Entries shown:
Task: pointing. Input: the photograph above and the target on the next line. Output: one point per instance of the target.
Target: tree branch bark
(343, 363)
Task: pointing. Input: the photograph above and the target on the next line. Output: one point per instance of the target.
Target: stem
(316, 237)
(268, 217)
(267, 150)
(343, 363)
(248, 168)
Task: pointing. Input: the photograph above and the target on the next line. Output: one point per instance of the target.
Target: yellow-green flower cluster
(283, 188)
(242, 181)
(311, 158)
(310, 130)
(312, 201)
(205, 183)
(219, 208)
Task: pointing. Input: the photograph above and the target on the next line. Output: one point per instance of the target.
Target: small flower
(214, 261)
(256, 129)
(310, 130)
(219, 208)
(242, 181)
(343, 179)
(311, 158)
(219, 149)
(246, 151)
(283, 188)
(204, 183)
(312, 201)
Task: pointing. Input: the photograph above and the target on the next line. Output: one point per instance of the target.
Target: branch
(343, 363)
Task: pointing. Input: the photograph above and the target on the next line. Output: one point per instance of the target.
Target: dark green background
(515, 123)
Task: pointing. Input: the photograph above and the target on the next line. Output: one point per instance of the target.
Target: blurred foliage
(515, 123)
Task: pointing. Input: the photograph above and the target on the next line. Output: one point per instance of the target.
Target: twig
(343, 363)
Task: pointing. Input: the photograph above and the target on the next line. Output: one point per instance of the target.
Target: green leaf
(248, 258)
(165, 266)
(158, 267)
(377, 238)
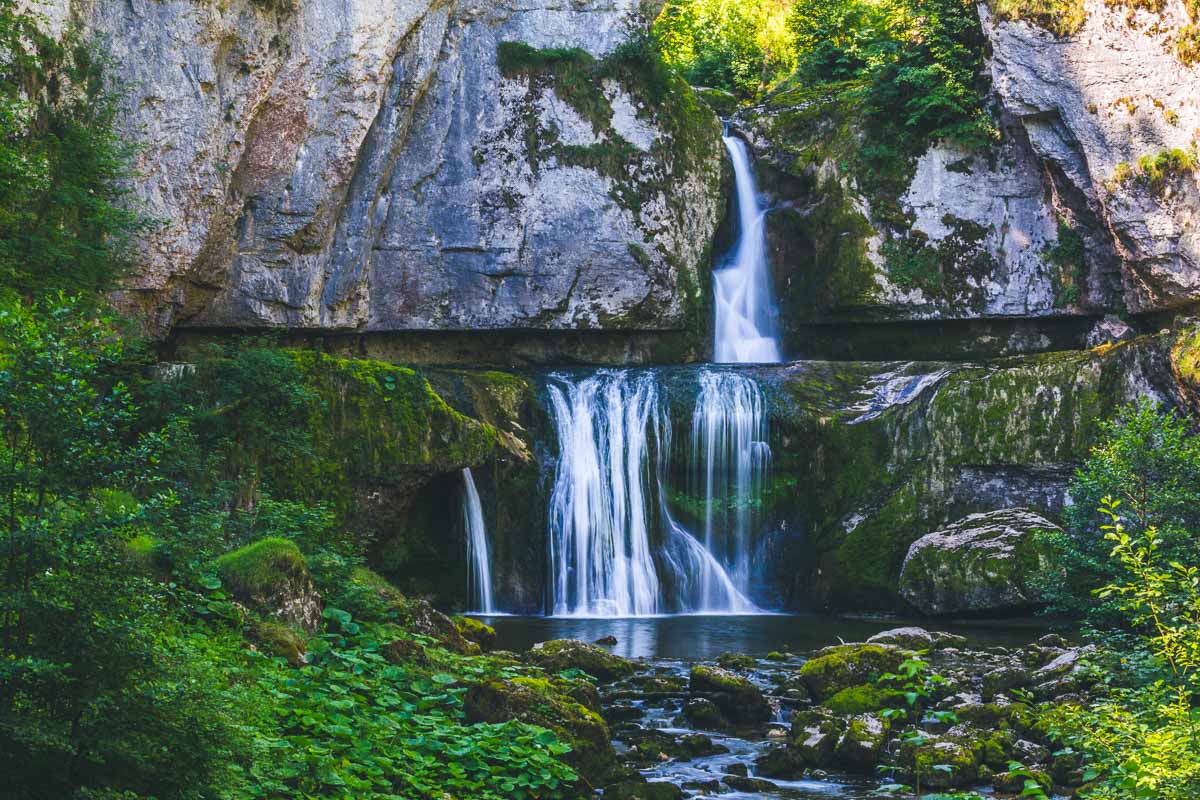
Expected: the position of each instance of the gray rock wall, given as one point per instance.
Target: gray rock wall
(363, 164)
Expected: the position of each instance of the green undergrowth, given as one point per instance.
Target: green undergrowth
(1062, 18)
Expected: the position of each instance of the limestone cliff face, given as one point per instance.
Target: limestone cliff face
(1096, 103)
(1055, 223)
(365, 166)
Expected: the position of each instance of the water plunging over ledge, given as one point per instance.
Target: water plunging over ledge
(478, 554)
(616, 548)
(745, 325)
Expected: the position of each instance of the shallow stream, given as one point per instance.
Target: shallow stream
(672, 644)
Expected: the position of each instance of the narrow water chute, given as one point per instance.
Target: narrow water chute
(745, 325)
(479, 557)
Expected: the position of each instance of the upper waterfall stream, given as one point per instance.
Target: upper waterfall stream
(745, 311)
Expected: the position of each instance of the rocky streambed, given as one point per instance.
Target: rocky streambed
(843, 721)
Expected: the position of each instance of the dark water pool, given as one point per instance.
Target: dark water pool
(705, 637)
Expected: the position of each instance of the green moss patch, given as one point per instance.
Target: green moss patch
(261, 569)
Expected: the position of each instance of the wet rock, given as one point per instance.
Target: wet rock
(737, 661)
(474, 631)
(983, 563)
(705, 714)
(1003, 679)
(549, 703)
(849, 665)
(862, 744)
(271, 577)
(745, 783)
(643, 791)
(1109, 331)
(738, 698)
(918, 638)
(815, 735)
(571, 654)
(1015, 782)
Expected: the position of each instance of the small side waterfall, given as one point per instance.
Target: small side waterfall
(730, 457)
(745, 311)
(613, 435)
(478, 557)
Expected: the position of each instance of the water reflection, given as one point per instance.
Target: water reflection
(705, 637)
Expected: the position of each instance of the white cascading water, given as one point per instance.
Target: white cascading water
(745, 312)
(730, 457)
(478, 557)
(600, 554)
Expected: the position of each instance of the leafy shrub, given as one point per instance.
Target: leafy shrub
(1062, 18)
(1149, 459)
(739, 46)
(64, 221)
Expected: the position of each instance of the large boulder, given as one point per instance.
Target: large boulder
(984, 563)
(571, 654)
(845, 666)
(552, 704)
(738, 699)
(381, 166)
(271, 576)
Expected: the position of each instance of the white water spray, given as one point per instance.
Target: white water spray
(610, 426)
(730, 457)
(478, 555)
(745, 312)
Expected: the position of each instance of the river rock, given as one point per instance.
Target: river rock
(981, 564)
(573, 654)
(738, 698)
(849, 665)
(917, 638)
(862, 744)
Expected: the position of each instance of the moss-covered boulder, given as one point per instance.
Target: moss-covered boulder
(862, 745)
(815, 737)
(917, 638)
(280, 639)
(549, 703)
(861, 699)
(984, 563)
(472, 630)
(271, 576)
(738, 698)
(571, 654)
(845, 666)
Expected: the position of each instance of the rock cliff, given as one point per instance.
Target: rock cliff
(1085, 204)
(371, 166)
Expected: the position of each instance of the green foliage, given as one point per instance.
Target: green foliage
(1150, 459)
(1069, 256)
(259, 569)
(64, 220)
(739, 46)
(1062, 18)
(916, 66)
(1143, 740)
(353, 725)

Problem to solve: Restate the whole listing above exactly, except for its images.

Full output:
Task: pointing. Input: the photograph above and the target on the next line. Output: one point per instance of the target.
Target: tree branch bark
(343, 363)
Task: pointing. Input: the photograph above and the target on the next line. Output: one point per instance of the target.
Target: stem
(316, 237)
(268, 217)
(267, 150)
(343, 363)
(248, 168)
Task: pointing. Input: the photograph above and the target on the next line. Output: one point per instance of the target.
Target: yellow-green flower cluster
(283, 188)
(242, 181)
(311, 158)
(310, 130)
(312, 201)
(205, 183)
(219, 208)
Task: pointing. Input: the photograph above and the target on the next line. Output: one point per instance of the target.
Target: small flower
(214, 261)
(256, 129)
(310, 130)
(219, 208)
(242, 181)
(343, 179)
(311, 158)
(219, 149)
(246, 151)
(283, 188)
(204, 183)
(312, 201)
Task: pointing. Input: the photograph above and the target on the next line. Output: one point per instance of the target.
Target: branch
(343, 363)
Task: pointing. Input: the photograph above and the target on the next line. Output: one point per instance of the target.
Target: dark green background
(515, 123)
Task: pointing. Input: the photograph above and the target on the next line. Output: one point per instance of the target.
Target: blurred foliage
(515, 123)
Task: pointing. Input: the photograph above and the target on the next line. Output: one point per instance of the target.
Target: twig
(343, 363)
Task: pointing. Input: the photograph above and the target on the next line. Output: one point per instance of the target.
Target: green leaf
(248, 258)
(165, 266)
(158, 267)
(377, 238)
Expected: the position of each instance of the gray rock wall, given as one point per instance.
Target: gray rock wall
(363, 164)
Expected: the position of each instance of the green undergrowth, given as one point per instance.
Target: green undergrowth
(1062, 18)
Expected: the position of each instance of the limestone cliff face, given as one point per instance.
Target: limestone cliff face
(1096, 103)
(1055, 223)
(365, 166)
Expected: the position of each instance of the water plunging over ledge, given as one point per instance.
Target: water plunging over ledge
(478, 554)
(616, 548)
(745, 325)
Expected: the position of each instance of the shallow stream, given as one point per instance.
Target: shallow stream
(672, 644)
Expected: the position of each instance of the narrow water chute, given as one point per instance.
Target: narrow water chute
(745, 325)
(479, 557)
Expected: the position of each instance of the upper waterfall stream, given as one point per instance.
Target: upper waterfall stream
(745, 311)
Expected: the position of each instance of the rocky streambed, given as one point per instance.
Target: rocky streambed
(843, 721)
Expected: the position of each instance of the dark water pool, given as one point per instance.
Target: dark water pool
(705, 637)
Expected: the position of each instance of the green moss patch, given as one point per instance.
Target: green moss patch
(261, 569)
Expected: the position of each instance of the wet rock, given as one point per instance.
Target: wet rock
(737, 661)
(474, 631)
(983, 563)
(705, 714)
(1003, 679)
(549, 703)
(849, 665)
(862, 744)
(271, 577)
(745, 783)
(643, 791)
(1109, 331)
(738, 698)
(918, 638)
(815, 735)
(571, 654)
(1015, 782)
Expected: the position of each instance of the small side waterfall, given as one point per instance.
Target: small side waterfall
(730, 457)
(745, 311)
(613, 435)
(478, 557)
Expected: the position of each instance of the water reflection, given as one point per instance.
Target: water reflection
(705, 637)
Expected: the position of each instance of the white cascading water, given as one point per instance.
Target: white cascading water
(745, 312)
(730, 457)
(478, 557)
(600, 554)
Expected: the position of each instance of the leafy shrub, given as one point per instance.
Target: leafy shrub
(1062, 18)
(1149, 459)
(739, 46)
(64, 221)
Expected: the position of each instance of the large boulder, given as one point per instance.
Target: large boulder
(984, 563)
(571, 654)
(845, 666)
(552, 704)
(738, 699)
(381, 166)
(271, 576)
Expected: the position of each instance of the white water spray, given as one point per instance.
Target: white water spray
(610, 426)
(730, 457)
(478, 555)
(745, 312)
Expected: the position of each instance of the river rock, given as one point per instance.
Target: river rock
(981, 564)
(573, 654)
(738, 698)
(849, 665)
(917, 638)
(862, 744)
Expected: the position of each instance of the moss-covered boulder, given as one point per instance.
Target: moss-covered boulder
(862, 745)
(815, 737)
(917, 638)
(280, 639)
(549, 703)
(861, 699)
(984, 563)
(472, 630)
(271, 576)
(738, 698)
(571, 654)
(845, 666)
Expected: the position of each instance of the rock cliff, given as one point per instance.
Target: rock cliff
(1085, 204)
(371, 166)
Expected: the position of each instance of the green foliage, given as one point per instance.
Target: green foliage
(1150, 459)
(1069, 256)
(259, 569)
(64, 220)
(739, 46)
(1062, 18)
(916, 66)
(1143, 740)
(353, 725)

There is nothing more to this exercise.